[Work to complete] Identify the line that contains "stucco wall in the image above." in the material. Output it and every line after it, unchanged, through the end.

[Data entries]
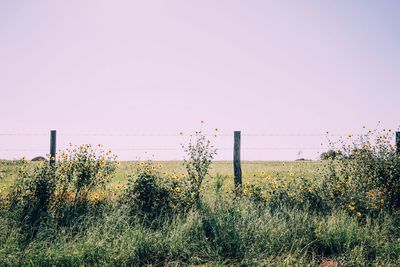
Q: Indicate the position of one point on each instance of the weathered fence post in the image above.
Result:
(53, 135)
(237, 169)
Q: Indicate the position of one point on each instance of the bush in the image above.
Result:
(200, 154)
(366, 178)
(59, 193)
(150, 196)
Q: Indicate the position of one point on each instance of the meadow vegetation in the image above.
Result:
(89, 209)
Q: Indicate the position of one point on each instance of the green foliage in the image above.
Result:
(149, 195)
(331, 154)
(58, 193)
(366, 179)
(200, 154)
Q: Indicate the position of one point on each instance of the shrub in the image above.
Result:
(200, 154)
(150, 196)
(59, 193)
(367, 177)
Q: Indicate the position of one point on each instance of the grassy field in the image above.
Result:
(278, 230)
(253, 172)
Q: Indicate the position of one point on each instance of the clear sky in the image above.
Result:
(164, 66)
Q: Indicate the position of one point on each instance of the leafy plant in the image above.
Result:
(200, 153)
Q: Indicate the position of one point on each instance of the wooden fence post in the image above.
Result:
(237, 169)
(53, 135)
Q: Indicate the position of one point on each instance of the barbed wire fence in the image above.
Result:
(133, 145)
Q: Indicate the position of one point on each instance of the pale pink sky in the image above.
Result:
(163, 66)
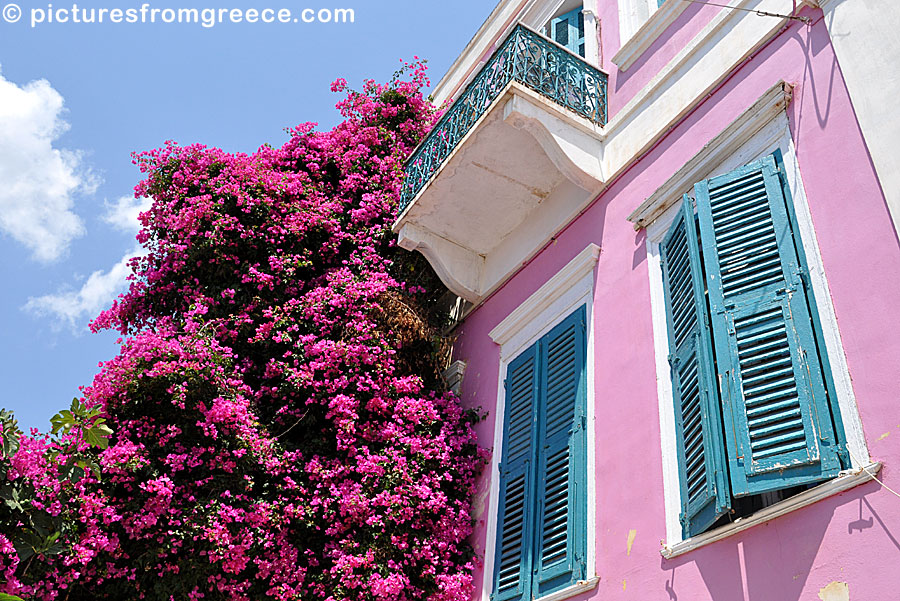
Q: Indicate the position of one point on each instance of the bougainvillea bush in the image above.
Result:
(279, 429)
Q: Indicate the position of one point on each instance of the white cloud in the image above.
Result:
(74, 308)
(123, 215)
(38, 180)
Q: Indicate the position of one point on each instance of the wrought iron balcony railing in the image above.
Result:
(525, 57)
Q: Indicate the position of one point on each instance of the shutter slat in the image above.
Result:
(561, 526)
(513, 562)
(700, 447)
(765, 344)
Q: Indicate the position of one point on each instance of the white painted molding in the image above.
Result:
(772, 135)
(845, 481)
(738, 132)
(709, 58)
(576, 153)
(464, 278)
(571, 287)
(644, 37)
(546, 295)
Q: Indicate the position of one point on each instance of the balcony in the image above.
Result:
(509, 164)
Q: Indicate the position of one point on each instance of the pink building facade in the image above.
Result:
(674, 234)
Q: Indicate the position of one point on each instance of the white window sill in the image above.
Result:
(579, 587)
(845, 481)
(644, 37)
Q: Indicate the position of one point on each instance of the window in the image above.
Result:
(750, 376)
(541, 525)
(568, 30)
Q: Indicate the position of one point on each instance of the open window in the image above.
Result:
(752, 392)
(567, 29)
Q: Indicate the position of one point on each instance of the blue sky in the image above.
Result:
(76, 99)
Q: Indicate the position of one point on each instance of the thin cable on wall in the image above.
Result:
(862, 466)
(761, 13)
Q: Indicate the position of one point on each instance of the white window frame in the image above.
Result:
(744, 141)
(571, 288)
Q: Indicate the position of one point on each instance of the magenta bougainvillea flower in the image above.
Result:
(270, 440)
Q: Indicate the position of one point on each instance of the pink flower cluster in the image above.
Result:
(267, 443)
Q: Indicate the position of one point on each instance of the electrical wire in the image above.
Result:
(761, 13)
(870, 474)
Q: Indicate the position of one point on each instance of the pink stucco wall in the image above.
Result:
(623, 86)
(853, 537)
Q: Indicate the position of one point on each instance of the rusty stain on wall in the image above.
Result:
(835, 591)
(631, 534)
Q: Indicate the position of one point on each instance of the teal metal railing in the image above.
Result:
(525, 57)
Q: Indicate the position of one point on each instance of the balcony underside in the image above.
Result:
(526, 168)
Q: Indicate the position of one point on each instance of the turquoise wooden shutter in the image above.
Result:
(776, 413)
(698, 421)
(515, 534)
(561, 527)
(568, 30)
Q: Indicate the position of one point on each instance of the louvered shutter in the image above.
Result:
(776, 414)
(568, 30)
(698, 422)
(561, 525)
(515, 532)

[Problem solution]
Q: Indicate the position of one point on each instance of the pink stucco wall in the image above.
Result:
(623, 86)
(853, 537)
Q: Indicate the position of one point on each instance of the rusty stain on wall in the image above.
Result:
(835, 591)
(631, 534)
Q: Indicate the position of one point on each instance of the teal metal railing in the image above.
Result:
(525, 57)
Q: Indicate the position of one point on each instance of the balcony underside in the image above.
Result:
(526, 168)
Q: Indicate the position of one point on each instance of the turquoise wooden shutter in the image above.
Result:
(776, 413)
(698, 421)
(515, 534)
(561, 527)
(568, 30)
Q: Indicate the position of one point on each instance of the louvered shutter in the image above.
Result:
(776, 414)
(568, 30)
(698, 422)
(561, 525)
(515, 532)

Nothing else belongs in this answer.